*** Data supplied ***
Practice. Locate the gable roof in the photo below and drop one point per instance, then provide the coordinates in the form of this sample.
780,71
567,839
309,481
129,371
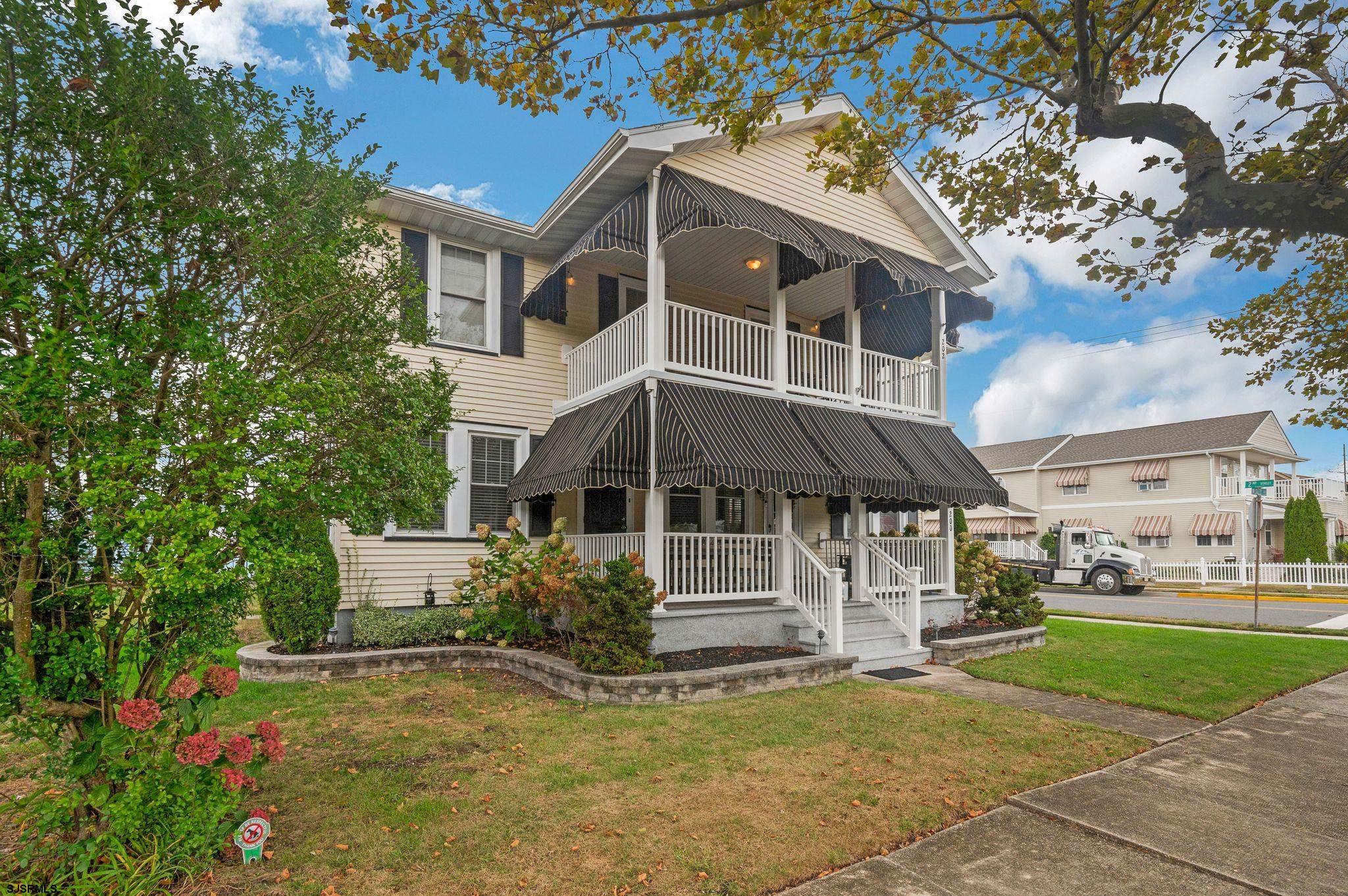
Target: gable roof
1166,438
1010,456
623,163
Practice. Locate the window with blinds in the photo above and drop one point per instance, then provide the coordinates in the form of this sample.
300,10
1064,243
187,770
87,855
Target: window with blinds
438,522
491,468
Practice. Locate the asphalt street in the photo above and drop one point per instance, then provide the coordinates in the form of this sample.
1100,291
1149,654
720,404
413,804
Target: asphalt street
1274,612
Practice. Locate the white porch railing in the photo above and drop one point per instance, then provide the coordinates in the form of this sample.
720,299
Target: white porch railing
894,589
607,547
896,383
1018,550
1201,572
815,589
608,355
707,343
719,568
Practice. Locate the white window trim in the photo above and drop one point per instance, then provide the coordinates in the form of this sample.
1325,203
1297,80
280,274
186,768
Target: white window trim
492,314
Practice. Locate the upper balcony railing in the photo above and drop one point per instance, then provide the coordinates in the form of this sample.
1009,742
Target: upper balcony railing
727,348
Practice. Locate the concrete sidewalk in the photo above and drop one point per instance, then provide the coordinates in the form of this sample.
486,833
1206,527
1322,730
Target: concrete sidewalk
1254,805
1157,728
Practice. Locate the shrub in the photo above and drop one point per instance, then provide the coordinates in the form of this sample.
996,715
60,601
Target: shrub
380,627
1016,601
612,620
297,589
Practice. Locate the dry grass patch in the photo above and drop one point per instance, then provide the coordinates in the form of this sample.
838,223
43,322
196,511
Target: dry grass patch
483,783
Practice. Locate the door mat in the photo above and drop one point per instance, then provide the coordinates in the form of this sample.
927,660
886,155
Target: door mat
896,673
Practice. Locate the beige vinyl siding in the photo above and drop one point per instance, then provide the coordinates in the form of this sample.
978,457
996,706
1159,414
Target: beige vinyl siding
777,170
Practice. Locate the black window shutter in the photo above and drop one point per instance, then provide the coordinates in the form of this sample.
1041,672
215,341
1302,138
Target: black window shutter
417,245
607,301
513,293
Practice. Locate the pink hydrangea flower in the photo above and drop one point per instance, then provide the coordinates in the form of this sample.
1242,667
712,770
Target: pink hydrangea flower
239,749
272,749
139,714
201,748
184,687
220,681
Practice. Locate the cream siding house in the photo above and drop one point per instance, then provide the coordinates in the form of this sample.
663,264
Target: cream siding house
1174,492
698,355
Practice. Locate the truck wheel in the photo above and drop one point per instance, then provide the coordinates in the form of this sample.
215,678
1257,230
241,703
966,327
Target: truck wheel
1107,581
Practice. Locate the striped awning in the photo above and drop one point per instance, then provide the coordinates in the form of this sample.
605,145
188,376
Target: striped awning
1075,476
1158,469
596,445
1152,526
1003,526
1214,524
713,437
808,247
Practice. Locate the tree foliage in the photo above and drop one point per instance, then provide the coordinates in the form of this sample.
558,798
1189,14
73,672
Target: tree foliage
993,101
195,313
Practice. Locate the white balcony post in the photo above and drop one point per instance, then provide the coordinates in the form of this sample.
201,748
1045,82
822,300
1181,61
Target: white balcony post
854,341
654,549
656,348
777,313
937,301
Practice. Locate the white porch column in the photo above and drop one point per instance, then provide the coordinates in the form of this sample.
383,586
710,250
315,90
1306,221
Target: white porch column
854,337
946,520
937,301
656,348
860,568
783,557
654,550
777,316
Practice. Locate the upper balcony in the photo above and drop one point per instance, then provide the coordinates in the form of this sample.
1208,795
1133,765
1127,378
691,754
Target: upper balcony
710,344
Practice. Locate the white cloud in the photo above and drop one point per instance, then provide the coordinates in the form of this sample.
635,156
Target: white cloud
473,197
1053,384
234,34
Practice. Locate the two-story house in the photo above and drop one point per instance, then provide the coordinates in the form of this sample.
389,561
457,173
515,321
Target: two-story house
696,353
1174,491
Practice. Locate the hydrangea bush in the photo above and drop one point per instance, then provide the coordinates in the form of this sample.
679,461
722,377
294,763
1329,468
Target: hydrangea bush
159,778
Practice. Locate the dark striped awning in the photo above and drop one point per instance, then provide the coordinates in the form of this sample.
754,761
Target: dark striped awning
622,228
599,443
716,437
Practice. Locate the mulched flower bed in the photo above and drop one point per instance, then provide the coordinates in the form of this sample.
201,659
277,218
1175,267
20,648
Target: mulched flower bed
966,630
719,657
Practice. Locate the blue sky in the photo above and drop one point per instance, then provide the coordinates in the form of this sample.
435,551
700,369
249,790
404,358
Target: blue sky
1062,355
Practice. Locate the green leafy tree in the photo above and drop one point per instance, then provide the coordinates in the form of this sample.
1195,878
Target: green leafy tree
997,104
195,317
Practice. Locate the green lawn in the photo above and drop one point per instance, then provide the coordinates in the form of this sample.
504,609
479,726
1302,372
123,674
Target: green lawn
1204,676
483,783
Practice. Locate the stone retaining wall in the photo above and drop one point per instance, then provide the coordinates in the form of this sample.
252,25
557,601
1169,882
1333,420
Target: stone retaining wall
953,651
259,664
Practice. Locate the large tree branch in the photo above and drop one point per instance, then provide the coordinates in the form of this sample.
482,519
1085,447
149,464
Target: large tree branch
1215,200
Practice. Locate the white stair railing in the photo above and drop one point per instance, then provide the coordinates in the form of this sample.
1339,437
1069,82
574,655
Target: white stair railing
815,589
894,589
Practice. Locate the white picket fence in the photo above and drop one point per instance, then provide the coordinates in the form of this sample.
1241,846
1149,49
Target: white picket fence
1203,572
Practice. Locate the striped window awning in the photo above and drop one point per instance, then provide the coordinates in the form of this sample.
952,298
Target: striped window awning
1214,524
1075,476
713,437
808,247
1152,526
1145,470
1003,526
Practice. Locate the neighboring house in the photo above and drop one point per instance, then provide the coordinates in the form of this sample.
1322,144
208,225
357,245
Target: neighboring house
716,325
1174,491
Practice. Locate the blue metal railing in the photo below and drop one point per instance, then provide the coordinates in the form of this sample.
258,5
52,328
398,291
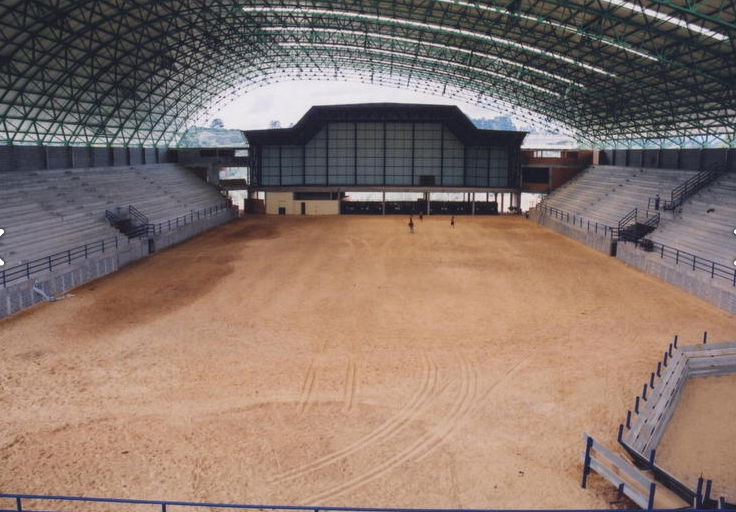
*** End of Data supplied ***
What is expected
An exact copy of the listing above is to be set down, with no pictures in it.

Response area
Practice. Locate the gable roof in the photo below and drop one point per instance, then provide the coordinates in the form of this sample.
780,71
567,839
309,481
129,371
Target: gable roof
1166,438
1010,456
623,163
Practice. Locate the window with blinds in the photo above and drop one point per instance, then provide the coordinates in the form of this sample.
300,10
1064,243
187,770
87,855
Target: window with blinds
438,522
491,468
Practice. Locate the asphalt street in the photo above and drop one point per instance, then provide the coordinates in the form of this sample.
1100,291
1149,654
720,404
413,804
Target: asphalt street
1274,612
Practice. Locate the white porch railing in the photo above and drop one point per instance, then provide the coordinates in the form of this sample.
720,299
Target: white porch railing
894,589
607,547
896,383
1018,550
1201,572
815,589
608,355
707,343
719,568
Practice. Locate the white window trim in the photo above and drop one point per instance, then provide the coordinates in the form of this sample.
1325,203
1297,80
280,274
186,768
Target: white window trim
492,314
Practice. Locate the upper balcony railing in the photo above and drop one point per instance, then provide the coordinates in the form of this sample.
1009,742
Target: upper balcony railing
727,348
Practice. Locate the concrete sidewalk in the photo above and drop one point per instance, then provide the coordinates in the form of this sample.
486,833
1206,527
1322,730
Target: concrete sidewalk
1254,805
1157,728
Practice. Locate the shrub in the photo above and drop one point per instance, then provide the coordinates in the form of this sample.
996,715
60,601
Target: shrub
380,627
1016,601
612,620
297,589
Practice. Locate the dry grass patch in the photo above and drop one point per instance, then provide the coordinates in the form of this sample.
838,223
43,322
196,511
Target: dry grass patch
483,783
Practice. Locate the door mat in the photo above and drop one point per instance, then provide the coordinates in the form of this sample.
927,660
886,155
Target: door mat
896,673
Practice. Locate the beige vinyl siding in the photo above and drop one point per instance, then provide the coordinates in the form of this sample.
978,457
996,706
1159,414
Target: beige vinyl siding
777,170
Practice. Locate the black window shutter in the photo above and drop one point per instance, then provide the coordinates in the form of this sample.
1041,672
215,341
1302,138
Target: black window shutter
417,245
607,301
513,293
Practice. Locate the pink hydrangea flower in the photo above and drop one point per instance, then provide the coordinates in the form of this sample.
1242,667
712,770
Target: pink hydrangea flower
239,749
272,749
139,714
201,748
184,687
220,681
Practice. Locate the cream siding house in the photo above and drop one point per instance, then provide the coordinates in the form of this sample.
663,264
Target: cream siding house
1174,492
698,355
Practice. Locate the truck wheel in the photo above and drop one point per instance, then provide the coordinates in the form of this sample.
215,678
1257,230
241,703
966,327
Target: truck wheel
1107,581
Practice. Locate the striped awning in the photo above and drop one point per instance, then provide the coordinates in the form of this sample.
605,145
188,376
Target: striped awning
1075,476
1158,469
596,445
1152,526
1003,526
1214,524
713,437
808,247
Practice. Locate the tree foliage in the photo above and drop one point per instance, then provide the coordinates in the form of this sample.
558,798
1189,14
73,672
Target: tree foliage
993,101
195,313
Practice. Locate the white balcony post in the photo above and drop one point per instance, then provide the coordinates in the form of this sample.
201,748
1045,82
822,300
1181,61
Target: white balcony post
854,341
654,549
656,348
777,313
937,301
Practice. Locate the white porch column in the photo above and drop one point per instance, then provide the coordinates in the form of this sample.
383,586
710,250
315,90
1306,221
Target: white porch column
854,337
946,520
937,301
656,348
860,568
783,557
654,550
777,316
Practice. Locate the upper balcony in the photo above and drop one point per instance, then provide the coordinates in the form of this sample.
1208,795
1133,765
1127,378
691,754
Target: upper balcony
710,344
Practice. Locate the white cloud in the photo above and drop one point per instance, then provide the coordinates in the form of this sample.
635,156
Target: white cloud
473,197
1053,384
234,34
Practice. Locate the two-story house in the photo above and drop one point per instance, then provide the coordinates in the form of this sample.
389,561
457,173
515,321
Target: two-story house
696,353
1174,491
Practice. Locate the hydrangea bush in the photo above and drop one point per instance, then provide the coordinates in the form of this sample.
679,461
722,377
294,763
1329,468
Target: hydrangea bush
159,778
Practice. Locate the dark striped awning in the photo above and drop one point per instance, then provide the coordinates in the form of this sample.
754,761
Target: dark striped awning
622,228
599,443
716,437
Practice. Locate the mulched flower bed in the photo above and drop one point per instance, then provide the coordinates in the form of this sample.
201,659
277,218
1175,267
20,648
Target: mulched flower bed
966,630
719,657
Practice. Locate the blue sky in the photo above and drop one point per instance, then provide the coordinates in the form of this sample.
435,551
700,369
249,790
404,358
Target: blue sky
1062,355
Practice. Locate the green leafy tree in the photo above and drop one point per instance, then provide the coordinates in the form of this sample.
1195,878
Target: green leafy tree
997,104
195,317
Practice. Locate the green lawn in the photo above and drop one point per instance, then provide the coordinates in the form of this sample.
504,609
479,726
1302,372
123,674
Target: green lawn
1204,676
483,783
Practice. Locate the stone retaining wall in the photo above and drop one point per instance, then provide the coordinates in the form of this sample.
252,25
557,601
1169,882
1333,420
Target: stone retaining wall
953,651
259,664
Practice. Locate the large tree branch in the photo above and drop one point per instance, then provide the coordinates in the form of this sample.
482,519
1085,447
149,464
Target: large tree branch
1215,200
Practice. Locate the white stair railing in the photo above and drop one point per instance, then provide the coordinates in the form of this sample.
1339,437
1069,82
574,655
Target: white stair railing
815,589
894,589
Practice. Locate the white picket fence in the photo above and drop one point per instance, then provide the coordinates in the form of this sample.
1241,846
1149,49
Target: white picket fence
1203,572
Practice. Locate the striped window awning in the photo above and drop one point per instance, then provide the coordinates in the form of this sample.
952,298
Target: striped window awning
1214,524
1075,476
713,437
808,247
1152,526
1145,470
1003,526
Practice. Locate the neighboring house in the photo above and drop one point per instance, then provide the coordinates in the form of this sample.
1322,144
208,225
357,245
Target: neighboring house
716,325
1174,491
Practice. Locate the blue metal railing in the photo below and drop one point per instance, then provide the coordinates in the form of this sample.
258,5
52,328
398,291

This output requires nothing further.